Put the material below into a two-column CSV with the header request,answer, one row per request. Put each request's text and its answer in a single quoted field, replace line breaks with spaces, and leave out the pictures.
## begin EXERCISE MATERIALS
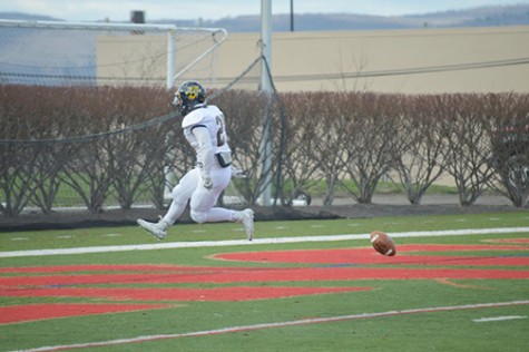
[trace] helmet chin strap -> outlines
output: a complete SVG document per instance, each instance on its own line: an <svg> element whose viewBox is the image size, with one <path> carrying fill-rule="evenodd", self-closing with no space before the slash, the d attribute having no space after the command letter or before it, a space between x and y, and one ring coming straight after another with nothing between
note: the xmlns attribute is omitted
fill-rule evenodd
<svg viewBox="0 0 529 352"><path fill-rule="evenodd" d="M203 108L205 107L206 104L205 102L200 102L200 104L196 104L192 107L188 107L188 106L184 106L184 105L179 105L178 106L178 109L180 110L180 114L183 116L186 116L187 114L189 114L190 111L195 110L195 109L198 109L198 108Z"/></svg>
## end EXERCISE MATERIALS
- THE ANSWER:
request,answer
"[trace] helmet chin strap -> outlines output: a complete SVG document per instance, each instance on its own line: an <svg> element whose viewBox is the image size, with one <path> carrying fill-rule=""evenodd"", self-closing with no space before the slash, the d attribute having no space after the command letter or before it, a space between x and y, and one ring coming straight after another with nothing between note: the xmlns attribute is omitted fill-rule evenodd","<svg viewBox=""0 0 529 352""><path fill-rule=""evenodd"" d=""M203 108L205 107L206 104L205 102L200 102L200 104L196 104L192 107L188 107L188 106L184 106L184 105L179 105L178 106L178 109L180 110L180 114L183 116L186 116L187 114L189 114L190 111L195 110L195 109L198 109L198 108Z""/></svg>"